• _TASK INSTRUCTIONS_
**1)** List the dynamics that the sermon on the wedding parable says Jesus lets us peek at.
**2)** Rewrite the sermon on the wedding parable from "Most everyone enjoys" up to and including "a wedding reception?", with "couple" changed to "pair" throughout.

• _PAGE EXCERPT_

-------------------------

"The Wedding Reception"
by Rev. Von Clemans
Matthew 22:1-14
[22:1] Once more Jesus spoke to them in parables, saying: [2] “The kingdom of heaven may be compared to a king who gave a wedding banquet for his son. [3] He sent his slaves to call those who had been invited to the wedding banquet, but they would not come. [4] Again he sent other slaves, saying, ‘Tell those who have been invited: Look, I have prepared my dinner, my oxen and my fat calves have been slaughtered, and everything is ready; come to the wedding banquet.’ [5] But they made light of it and went away, one to his farm, another to his business, [6] while the rest seized his slaves, mistreated them, and killed them. [7] The king was enraged. He sent his troops, destroyed those murderers, and burned their city. [8] Then he said to his slaves, ‘The wedding is ready, but those invited were not worthy. [9] Go therefore into the main streets, and invite everyone you find to the wedding banquet.’ [10] Those slaves went out into the streets and gathered all whom they found, both good and bad; so the wedding hall was filled with guests.
[11] “But when the king came in to see the guests, he noticed a man there who was not wearing a wedding robe, [12] and he said to him, ‘Friend, how did you get in here without a wedding robe?’ And he was speechless. [13] Then the king said to the attendants, ‘Bind him hand and foot, and throw him into the outer darkness, where there will be weeping and gnashing of teeth.’ [14] For many are called, but few are chosen.”
Most everyone enjoys going to a wedding banquet or, as we say in our day, a wedding reception. It is a wonderful time to celebrate the wedding of a couple or, if we don’t know the couple, to honor their parents by our attendance. There’s great food and music, a beautiful location, and good conversation (unless, of course, you happen to be seated by Great Aunt Margaret who is just a little hard of hearing — I don’t know this personally, but I have heard it happens!). At wedding receptions, guests enjoy the hospitality of the host and, for a time, are transported out of their daily routines into a different world where, for a few hours, everyone lives as though life were one long celebration. Who wouldn’t want to go to a wedding reception?
According to this strange and difficult parable of Jesus, there were some in Jesus’ day that refused to attend the wedding reception for the King’s son. In the midst of this peculiar parable, Jesus shows us something important about what it’s like to live in God’s kingdom. In the middle of ancient customs, violent reactions, class distinctions, and surprise endings, Jesus lets us peek at the dynamics of grace, indifference, judgment, and hope. This is not just a peculiar story. It is a mirror that begs us to consider where are we in the story. Which character would we be if we were invited to this wedding reception?

-------------------------

• _INPUT DATA_
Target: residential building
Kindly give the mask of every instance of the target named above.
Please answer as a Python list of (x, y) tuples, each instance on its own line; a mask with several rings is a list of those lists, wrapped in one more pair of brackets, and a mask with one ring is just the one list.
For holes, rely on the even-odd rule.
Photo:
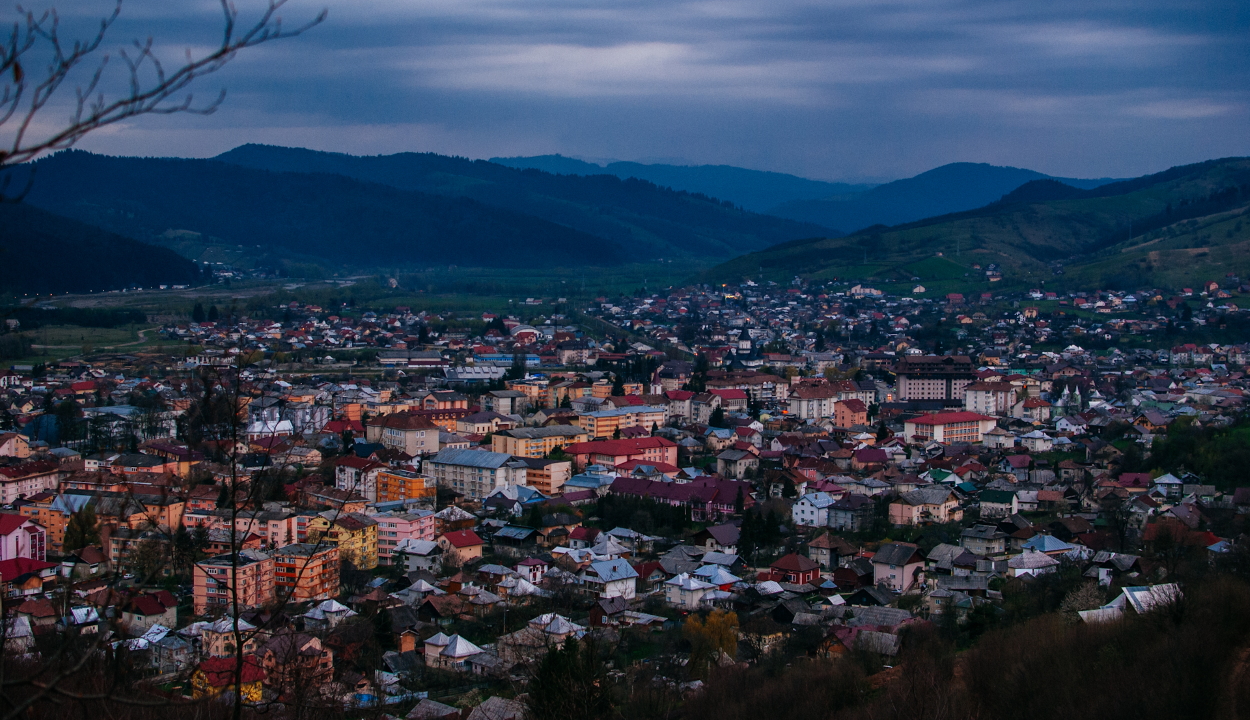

-------------------------

• _SOLUTIONS TO THE TASKS_
**1)** grace, indifference, judgment, hope

**2)**
Most everyone enjoys going to a wedding banquet or, as we say in our day, a wedding reception. It is a wonderful time to celebrate the wedding of a pair or, if we don’t know the pair, to honor their parents by our attendance. There’s great food and music, a beautiful location, and good conversation (unless, of course, you happen to be seated by Great Aunt Margaret who is just a little hard of hearing — I don’t know this personally, but I have heard it happens!). At wedding receptions, guests enjoy the hospitality of the host and, for a time, are transported out of their daily routines into a different world where, for a few hours, everyone lives as though life were one long celebration. Who wouldn’t want to go to a wedding reception?